*** Passage ***

Why does John McCain‘s campaign strategy these days seem to consist almost entirely of propagating falsehoods?
For example, there was this item from NBC‘s FirstRead blog yesterday:
McCain and his campaign repeated at least two lines of attack against Obama, which when first said in early July, were called “bogus,” “wrong,” “inflated” and “misleading” by independent fact checkers.
At his town hall today, McCain repeated that Obama wants to raise taxes on those making as little as $32,000 a year and in his campaign’s response to Obama’s event in Springfield, Mo., today, repeated that “…Obama’s bad judgment led him to vote in support of higher taxes 94 times….”
Repeating a claim that has already been demonstrated to be false can only be described as a deliberate lie.
There was also the accusation that McCain and his campaign — with the able assistance of barbecue-lovers throughout the media — milked for several days about Barack Obama and wounded U.S. troops in Germany.
For four days, Sen. John McCain and his allies have accused Sen. Barack Obama of snubbing wounded soldiers by canceling a visit to a military hospital because he could not take reporters with him, despite no evidence that the charge is true.
The attacks are part of a newly aggressive McCain operation whose aim is to portray the Democratic presidential candidate as a craven politician more interested in his image than in ailing soldiers, a senior McCain adviser said. They come despite repeated pledges by the Republican that he will never question his rival’s patriotism.

*** End of Passage ***
*** Data shown ***

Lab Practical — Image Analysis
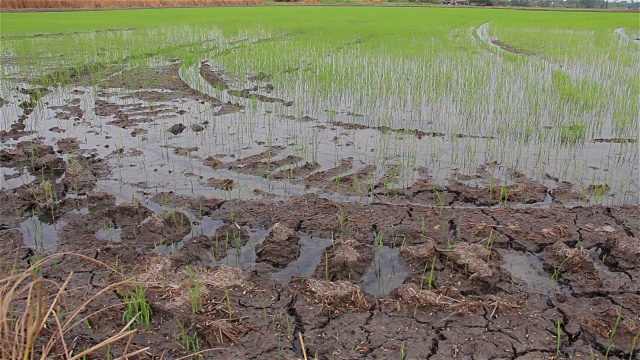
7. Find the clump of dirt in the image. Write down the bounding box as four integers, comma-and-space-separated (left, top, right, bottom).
126, 210, 191, 249
391, 283, 469, 308
227, 89, 293, 107
491, 40, 535, 55
441, 243, 500, 281
0, 140, 65, 179
541, 241, 595, 273
289, 277, 376, 318
213, 101, 244, 116
610, 236, 640, 270
313, 238, 374, 282
215, 222, 250, 249
167, 123, 187, 135
256, 223, 302, 267
200, 62, 229, 90
106, 199, 153, 227
151, 191, 225, 218
591, 138, 637, 144
207, 178, 234, 190
103, 64, 220, 104
400, 239, 437, 271
49, 98, 84, 120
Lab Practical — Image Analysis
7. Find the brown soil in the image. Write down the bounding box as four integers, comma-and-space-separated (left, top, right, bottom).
0, 64, 640, 359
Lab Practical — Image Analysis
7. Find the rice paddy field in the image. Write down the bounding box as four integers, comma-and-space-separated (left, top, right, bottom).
0, 6, 640, 359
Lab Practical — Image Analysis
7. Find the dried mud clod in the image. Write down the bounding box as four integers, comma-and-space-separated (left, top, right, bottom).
289, 277, 376, 318
541, 242, 595, 274
389, 283, 466, 308
256, 223, 301, 267
313, 238, 374, 282
441, 243, 500, 281
107, 199, 153, 227
400, 238, 437, 271
215, 222, 250, 249
609, 236, 640, 270
129, 210, 191, 249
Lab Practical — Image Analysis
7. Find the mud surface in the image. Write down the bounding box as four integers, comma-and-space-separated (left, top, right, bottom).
0, 59, 640, 359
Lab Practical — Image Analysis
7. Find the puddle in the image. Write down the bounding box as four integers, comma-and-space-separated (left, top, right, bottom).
271, 235, 331, 285
0, 166, 36, 189
501, 250, 558, 297
20, 215, 67, 253
94, 227, 122, 242
211, 228, 269, 271
360, 246, 408, 297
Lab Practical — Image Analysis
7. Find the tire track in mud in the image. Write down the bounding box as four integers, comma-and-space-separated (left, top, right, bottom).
613, 28, 640, 44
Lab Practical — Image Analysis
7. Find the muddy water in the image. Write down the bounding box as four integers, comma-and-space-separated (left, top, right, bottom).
0, 58, 640, 359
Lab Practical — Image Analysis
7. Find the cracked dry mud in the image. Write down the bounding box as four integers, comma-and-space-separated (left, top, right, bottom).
0, 60, 640, 359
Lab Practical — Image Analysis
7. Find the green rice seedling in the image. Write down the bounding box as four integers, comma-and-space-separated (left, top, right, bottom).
487, 229, 494, 262
187, 266, 204, 314
224, 290, 233, 317
629, 331, 640, 360
420, 257, 436, 290
324, 249, 329, 281
551, 257, 571, 282
556, 319, 562, 358
175, 320, 200, 353
122, 284, 151, 330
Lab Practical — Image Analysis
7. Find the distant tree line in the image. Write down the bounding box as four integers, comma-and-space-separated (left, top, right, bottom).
400, 0, 640, 10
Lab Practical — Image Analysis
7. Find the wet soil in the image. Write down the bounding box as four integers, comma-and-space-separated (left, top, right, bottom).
0, 64, 640, 359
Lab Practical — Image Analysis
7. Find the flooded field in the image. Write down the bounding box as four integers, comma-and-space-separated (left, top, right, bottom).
0, 7, 640, 359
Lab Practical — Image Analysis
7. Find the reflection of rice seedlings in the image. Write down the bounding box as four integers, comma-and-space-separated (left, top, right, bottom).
629, 331, 640, 360
187, 266, 204, 314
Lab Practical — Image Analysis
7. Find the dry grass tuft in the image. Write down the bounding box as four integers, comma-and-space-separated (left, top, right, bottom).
0, 253, 148, 360
0, 0, 264, 9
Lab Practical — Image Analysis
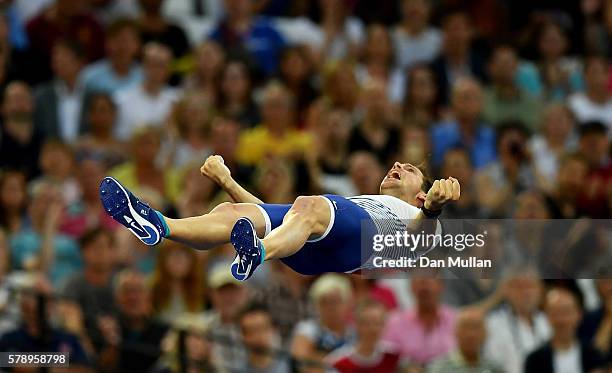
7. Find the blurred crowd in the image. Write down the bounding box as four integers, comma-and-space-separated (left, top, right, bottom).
0, 0, 612, 373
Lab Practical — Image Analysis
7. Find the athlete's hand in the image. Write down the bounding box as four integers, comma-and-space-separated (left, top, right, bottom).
200, 155, 231, 186
424, 177, 461, 211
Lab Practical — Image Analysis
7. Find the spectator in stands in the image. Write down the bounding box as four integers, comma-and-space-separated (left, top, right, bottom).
0, 276, 90, 366
115, 43, 178, 140
138, 0, 190, 59
393, 0, 442, 70
524, 288, 602, 373
440, 147, 480, 219
61, 228, 116, 350
397, 123, 431, 170
547, 153, 589, 219
431, 78, 496, 169
0, 227, 21, 338
60, 157, 118, 238
485, 266, 550, 373
291, 273, 354, 370
0, 81, 43, 179
311, 107, 354, 196
403, 64, 440, 128
75, 93, 126, 167
32, 139, 79, 204
568, 56, 612, 130
162, 92, 213, 167
90, 0, 140, 27
348, 79, 400, 165
319, 60, 360, 118
535, 20, 583, 102
99, 269, 168, 372
318, 0, 364, 63
427, 308, 504, 373
34, 40, 85, 143
253, 157, 297, 203
9, 182, 82, 286
355, 24, 405, 103
348, 152, 384, 195
383, 274, 455, 368
476, 122, 537, 216
0, 169, 28, 234
238, 83, 312, 165
253, 262, 312, 342
208, 262, 249, 371
579, 278, 612, 364
219, 60, 260, 128
350, 275, 398, 311
431, 9, 486, 104
151, 242, 204, 323
326, 300, 400, 373
83, 19, 142, 94
110, 127, 180, 203
153, 314, 220, 373
279, 46, 317, 120
26, 0, 104, 81
210, 116, 253, 185
183, 40, 225, 105
175, 162, 222, 218
578, 122, 612, 218
209, 0, 285, 75
238, 304, 290, 373
0, 12, 37, 87
529, 103, 577, 191
483, 45, 541, 132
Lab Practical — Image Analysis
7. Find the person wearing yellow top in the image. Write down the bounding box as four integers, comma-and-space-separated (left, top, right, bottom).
237, 83, 312, 165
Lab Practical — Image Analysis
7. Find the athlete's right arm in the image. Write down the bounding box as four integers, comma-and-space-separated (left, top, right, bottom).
200, 155, 263, 204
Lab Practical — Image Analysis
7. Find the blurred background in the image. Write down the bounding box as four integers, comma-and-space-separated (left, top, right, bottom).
0, 0, 612, 373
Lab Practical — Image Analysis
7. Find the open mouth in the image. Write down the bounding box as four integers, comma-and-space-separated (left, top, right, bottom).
387, 171, 401, 180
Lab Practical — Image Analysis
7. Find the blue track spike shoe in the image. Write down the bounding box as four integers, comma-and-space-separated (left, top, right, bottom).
100, 177, 165, 246
230, 218, 265, 281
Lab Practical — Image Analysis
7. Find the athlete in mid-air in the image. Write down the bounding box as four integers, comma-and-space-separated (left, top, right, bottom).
100, 156, 460, 281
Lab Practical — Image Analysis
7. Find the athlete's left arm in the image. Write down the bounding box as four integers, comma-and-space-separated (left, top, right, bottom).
408, 177, 461, 233
200, 155, 263, 204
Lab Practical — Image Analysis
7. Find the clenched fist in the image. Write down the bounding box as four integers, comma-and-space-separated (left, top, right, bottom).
200, 155, 231, 186
425, 177, 461, 211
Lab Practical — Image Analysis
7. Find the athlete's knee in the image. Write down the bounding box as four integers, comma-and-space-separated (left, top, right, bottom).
289, 196, 321, 229
210, 202, 238, 216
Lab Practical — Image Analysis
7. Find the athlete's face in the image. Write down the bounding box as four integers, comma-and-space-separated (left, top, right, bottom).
380, 162, 426, 207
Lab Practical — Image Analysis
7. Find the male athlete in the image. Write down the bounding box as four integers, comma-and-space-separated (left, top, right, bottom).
100, 156, 460, 281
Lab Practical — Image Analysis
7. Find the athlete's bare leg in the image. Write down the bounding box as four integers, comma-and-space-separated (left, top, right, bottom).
165, 202, 266, 250
262, 196, 332, 260
165, 196, 331, 260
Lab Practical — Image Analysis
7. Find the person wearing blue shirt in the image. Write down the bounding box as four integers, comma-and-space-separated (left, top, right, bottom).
209, 0, 286, 76
430, 78, 497, 169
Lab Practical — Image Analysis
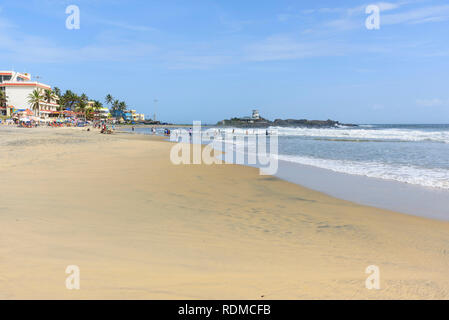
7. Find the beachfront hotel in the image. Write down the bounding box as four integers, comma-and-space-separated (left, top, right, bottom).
0, 71, 58, 118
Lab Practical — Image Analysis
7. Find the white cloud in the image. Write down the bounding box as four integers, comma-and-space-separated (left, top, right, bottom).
245, 35, 386, 62
381, 5, 449, 25
416, 98, 449, 107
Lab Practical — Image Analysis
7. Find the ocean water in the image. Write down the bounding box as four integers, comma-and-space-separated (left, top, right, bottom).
129, 124, 449, 190
222, 125, 449, 190
128, 125, 449, 221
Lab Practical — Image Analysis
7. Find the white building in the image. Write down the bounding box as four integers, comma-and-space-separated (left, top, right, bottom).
0, 71, 58, 118
252, 110, 260, 120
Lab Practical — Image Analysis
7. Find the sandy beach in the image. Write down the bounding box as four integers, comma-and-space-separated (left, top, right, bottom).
0, 127, 449, 299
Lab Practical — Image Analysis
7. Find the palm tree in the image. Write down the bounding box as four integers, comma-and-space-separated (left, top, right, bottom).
28, 89, 44, 116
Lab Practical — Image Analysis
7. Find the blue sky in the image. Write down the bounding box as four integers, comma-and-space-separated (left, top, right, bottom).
0, 0, 449, 123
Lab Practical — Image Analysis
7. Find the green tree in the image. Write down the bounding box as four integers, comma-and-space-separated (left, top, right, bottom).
28, 89, 44, 116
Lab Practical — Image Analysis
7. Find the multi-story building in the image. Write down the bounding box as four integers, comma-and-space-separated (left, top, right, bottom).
0, 71, 58, 118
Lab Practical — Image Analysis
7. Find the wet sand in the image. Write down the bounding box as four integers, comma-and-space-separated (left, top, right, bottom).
0, 127, 449, 299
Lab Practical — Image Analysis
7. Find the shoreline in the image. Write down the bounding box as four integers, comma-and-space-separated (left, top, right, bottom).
0, 128, 449, 299
122, 126, 449, 221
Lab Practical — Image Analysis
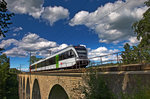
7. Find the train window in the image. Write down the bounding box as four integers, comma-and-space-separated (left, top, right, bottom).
38, 63, 42, 67
68, 50, 75, 58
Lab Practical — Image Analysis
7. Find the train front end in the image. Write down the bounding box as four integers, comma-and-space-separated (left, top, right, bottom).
74, 46, 89, 68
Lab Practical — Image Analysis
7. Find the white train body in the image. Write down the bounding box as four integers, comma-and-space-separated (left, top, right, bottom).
30, 46, 89, 72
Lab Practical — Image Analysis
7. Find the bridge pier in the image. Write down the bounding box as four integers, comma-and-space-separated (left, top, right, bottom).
18, 74, 82, 99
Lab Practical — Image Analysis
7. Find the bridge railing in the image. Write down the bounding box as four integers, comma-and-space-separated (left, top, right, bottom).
88, 47, 150, 66
14, 47, 150, 72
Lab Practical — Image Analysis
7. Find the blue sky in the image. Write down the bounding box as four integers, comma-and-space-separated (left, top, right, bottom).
0, 0, 147, 68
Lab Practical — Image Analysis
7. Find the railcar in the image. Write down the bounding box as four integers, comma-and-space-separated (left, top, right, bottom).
30, 46, 89, 72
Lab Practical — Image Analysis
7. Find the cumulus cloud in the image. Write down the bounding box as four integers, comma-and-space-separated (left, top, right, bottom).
6, 0, 69, 25
18, 33, 57, 51
124, 37, 140, 46
6, 0, 44, 18
69, 0, 147, 43
13, 27, 23, 32
0, 39, 18, 48
4, 47, 28, 57
88, 47, 119, 62
0, 33, 68, 57
42, 6, 69, 25
39, 44, 68, 57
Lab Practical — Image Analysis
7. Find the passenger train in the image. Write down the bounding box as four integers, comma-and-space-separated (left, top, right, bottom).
30, 46, 89, 72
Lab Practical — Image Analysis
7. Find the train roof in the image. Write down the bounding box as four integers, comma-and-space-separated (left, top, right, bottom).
31, 45, 84, 65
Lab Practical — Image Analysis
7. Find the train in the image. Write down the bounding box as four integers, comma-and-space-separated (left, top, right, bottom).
29, 45, 89, 72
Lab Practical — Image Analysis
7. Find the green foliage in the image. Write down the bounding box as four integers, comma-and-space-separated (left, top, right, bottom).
121, 0, 150, 64
121, 76, 150, 99
121, 43, 150, 64
0, 54, 18, 99
0, 0, 14, 37
84, 69, 114, 99
132, 0, 150, 47
6, 74, 19, 99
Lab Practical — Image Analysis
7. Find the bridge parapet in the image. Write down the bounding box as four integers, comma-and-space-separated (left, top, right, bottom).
18, 64, 150, 99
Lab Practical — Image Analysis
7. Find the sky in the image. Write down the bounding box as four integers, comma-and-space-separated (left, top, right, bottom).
0, 0, 148, 68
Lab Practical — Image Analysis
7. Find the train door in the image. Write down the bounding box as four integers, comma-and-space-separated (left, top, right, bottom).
56, 55, 59, 68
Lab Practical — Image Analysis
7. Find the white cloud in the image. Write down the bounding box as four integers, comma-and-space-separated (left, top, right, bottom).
124, 37, 140, 46
0, 39, 18, 48
0, 33, 68, 57
18, 33, 57, 51
88, 47, 119, 62
6, 0, 44, 18
41, 6, 69, 25
4, 47, 28, 57
6, 0, 69, 25
69, 0, 147, 43
13, 27, 23, 32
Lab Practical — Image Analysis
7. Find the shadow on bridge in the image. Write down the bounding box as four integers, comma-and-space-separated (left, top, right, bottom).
32, 79, 41, 99
48, 84, 69, 99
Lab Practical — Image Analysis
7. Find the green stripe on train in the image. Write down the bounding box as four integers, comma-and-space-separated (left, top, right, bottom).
56, 55, 59, 68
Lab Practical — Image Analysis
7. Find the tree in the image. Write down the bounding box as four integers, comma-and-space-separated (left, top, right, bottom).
132, 0, 150, 47
121, 0, 150, 64
0, 54, 19, 99
0, 54, 10, 99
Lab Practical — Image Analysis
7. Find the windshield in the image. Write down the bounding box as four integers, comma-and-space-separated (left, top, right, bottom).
75, 46, 87, 58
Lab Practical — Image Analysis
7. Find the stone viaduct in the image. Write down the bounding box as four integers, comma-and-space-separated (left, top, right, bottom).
18, 63, 150, 99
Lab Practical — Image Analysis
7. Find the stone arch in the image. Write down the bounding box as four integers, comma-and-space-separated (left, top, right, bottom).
26, 78, 30, 99
23, 77, 25, 99
32, 79, 41, 99
19, 77, 22, 98
48, 84, 69, 99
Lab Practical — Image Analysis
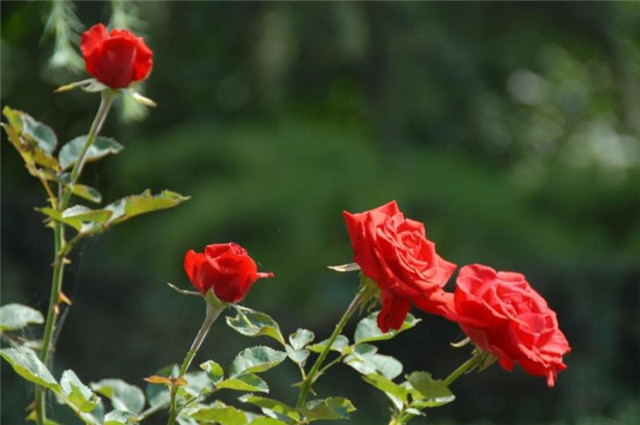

*** End of Data shown ***

**The problem**
Copy the post on McCain's campaign from "Repeating a claim" up to and including "his rival’s patriotism.", substituting "injured" for "wounded". Use only the post about McCain's campaign to complete this.

**Result of this task**
Repeating a claim that has already been demonstrated to be false can only be described as a deliberate lie.
There was also the accusation that McCain and his campaign — with the able assistance of barbecue-lovers throughout the media — milked for several days about Barack Obama and injured U.S. troops in Germany.
For four days, Sen. John McCain and his allies have accused Sen. Barack Obama of snubbing injured soldiers by canceling a visit to a military hospital because he could not take reporters with him, despite no evidence that the charge is true.
The attacks are part of a newly aggressive McCain operation whose aim is to portray the Democratic presidential candidate as a craven politician more interested in his image than in ailing soldiers, a senior McCain adviser said. They come despite repeated pledges by the Republican that he will never question his rival’s patriotism.